» DIRECTIONS FOR THIS TASK: Copy every line below. Do not alter any of them.

[Stored data]
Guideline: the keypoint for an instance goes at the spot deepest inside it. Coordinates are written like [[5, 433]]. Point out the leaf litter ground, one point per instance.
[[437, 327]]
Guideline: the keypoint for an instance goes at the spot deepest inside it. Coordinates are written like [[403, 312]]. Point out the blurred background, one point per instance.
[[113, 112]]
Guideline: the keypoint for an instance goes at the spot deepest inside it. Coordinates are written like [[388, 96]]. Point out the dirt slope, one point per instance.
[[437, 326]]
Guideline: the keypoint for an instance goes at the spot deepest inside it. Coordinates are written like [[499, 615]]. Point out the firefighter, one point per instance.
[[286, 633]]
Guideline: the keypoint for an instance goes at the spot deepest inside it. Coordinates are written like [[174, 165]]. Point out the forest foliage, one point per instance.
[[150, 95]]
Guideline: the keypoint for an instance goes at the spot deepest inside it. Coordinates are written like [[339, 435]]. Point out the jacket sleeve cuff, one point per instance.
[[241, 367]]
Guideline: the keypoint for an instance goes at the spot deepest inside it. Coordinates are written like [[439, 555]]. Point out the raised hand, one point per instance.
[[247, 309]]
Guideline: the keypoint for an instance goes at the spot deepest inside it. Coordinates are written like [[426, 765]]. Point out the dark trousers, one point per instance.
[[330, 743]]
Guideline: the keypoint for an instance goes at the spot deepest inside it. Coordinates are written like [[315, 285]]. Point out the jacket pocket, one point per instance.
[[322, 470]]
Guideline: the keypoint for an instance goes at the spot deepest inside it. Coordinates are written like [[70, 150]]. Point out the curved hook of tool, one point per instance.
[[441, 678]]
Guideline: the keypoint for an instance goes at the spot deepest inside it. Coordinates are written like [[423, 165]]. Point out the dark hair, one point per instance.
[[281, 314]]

» WRITTEN SOLUTION:
Guideline: the keypoint for an instance goes at the spot deepest inside it. Coordinates are written like [[5, 433]]. Point out the leaf litter ground, one point per instance.
[[437, 327]]
Guideline: the keypoint for an instance goes at the spot deepest inside it. Coordinates are written like [[403, 312]]. Point out the blurred background, one point per instance.
[[113, 112]]
Guideline: the keypoint for an instance goes at the spot deepest inside it. Coordinates are written like [[388, 96]]. Point out the dirt slope, one point per instance.
[[437, 326]]
Guideline: the keypoint for an instance goes at the spot deepest inside it. Coordinates are written like [[499, 615]]. Point out the firefighter, one point per instance.
[[286, 633]]
Guideline: the keypoint for an instance goes at the spot deepest inside it. Coordinates are written like [[174, 165]]. Point out the forest foliage, one point per instance.
[[150, 95]]
Guideline: the keypoint for an instance goes at the spot deepest inside it. Coordinates are written like [[339, 435]]. Point out the jacket sleeve cuff, one point per instance.
[[241, 367]]
Guideline: the keypoint for an instance goes at the spot deepest inside it. Coordinates are written like [[439, 555]]. Point out the raised hand, one point per instance.
[[247, 309]]
Guideline: the keypoint for an instance goes at the spot deepest inside it. Coordinates are written like [[426, 765]]. Point out the dark trousers, one point per instance.
[[330, 743]]
Guideline: the keypoint for an instance goes at the spot deepest inside it. Coordinates are written like [[315, 285]]. Point out the jacket pocket, one point per instance.
[[322, 470]]
Guideline: the keypoint for an instance goes at the spot deepest inside it. Coordinates are written like [[70, 150]]. Point out the curved hook of tool, one point per instance.
[[441, 678]]
Guideline: the keypoint for an instance goes at the spot deepest inside it. Coordinates are written like [[423, 165]]. Point out the dark hair, one point per instance.
[[281, 314]]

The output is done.